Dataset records
+++
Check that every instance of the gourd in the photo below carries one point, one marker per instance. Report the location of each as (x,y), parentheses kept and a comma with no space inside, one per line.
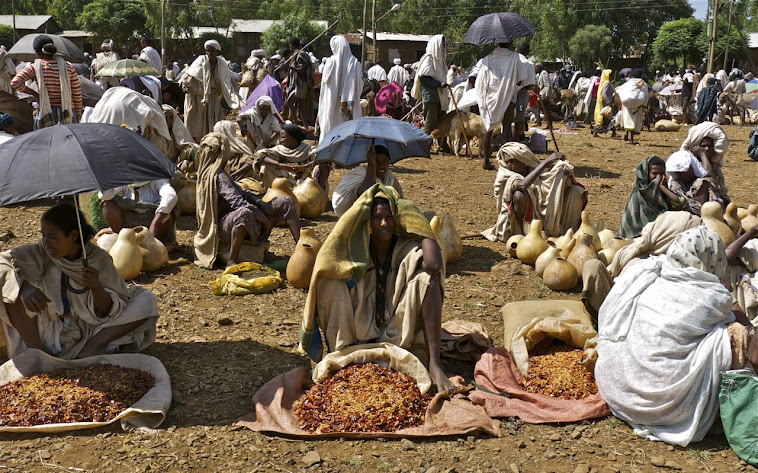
(311,198)
(533,245)
(560,275)
(126,254)
(713,218)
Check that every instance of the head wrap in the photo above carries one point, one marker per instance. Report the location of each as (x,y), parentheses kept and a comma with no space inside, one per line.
(700,248)
(294,131)
(683,160)
(212,43)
+++
▶ _AIM OF THE EXERCISE_:
Rewrite the entries with "gourd" changed to "squash" and nothing else altered, leaving out the pictures.

▶ _ANSWER TO THIS TASK_:
Check that every instance of the squash in the photo below carries one point, one marker per instance. Report the location of each as (x,y), parentheses kept and a comma with no space inside, one per line.
(311,198)
(533,245)
(560,275)
(126,254)
(713,218)
Check that every instance of the head wrap in the photo above carries one point, one marker per instance. Report the location of each as (x,y), parentheses kept and a comma with no space inside, one per line.
(700,248)
(294,131)
(683,160)
(212,43)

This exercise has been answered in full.